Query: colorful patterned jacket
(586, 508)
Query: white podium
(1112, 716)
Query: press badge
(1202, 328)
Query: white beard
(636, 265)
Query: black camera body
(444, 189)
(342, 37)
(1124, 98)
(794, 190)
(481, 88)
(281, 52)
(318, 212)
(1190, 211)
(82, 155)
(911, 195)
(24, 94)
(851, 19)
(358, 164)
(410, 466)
···
Copy the data above line for line, without changing anything.

▸ **COMPLETED TASK**
Query: colorful patterned jacket
(586, 508)
Query: white podium
(1112, 716)
Query: press badge
(1202, 328)
Query: white beard
(636, 265)
Query: black camera body
(444, 189)
(342, 37)
(1124, 98)
(794, 190)
(481, 88)
(281, 52)
(318, 212)
(1190, 211)
(82, 155)
(911, 195)
(24, 94)
(851, 19)
(358, 164)
(410, 466)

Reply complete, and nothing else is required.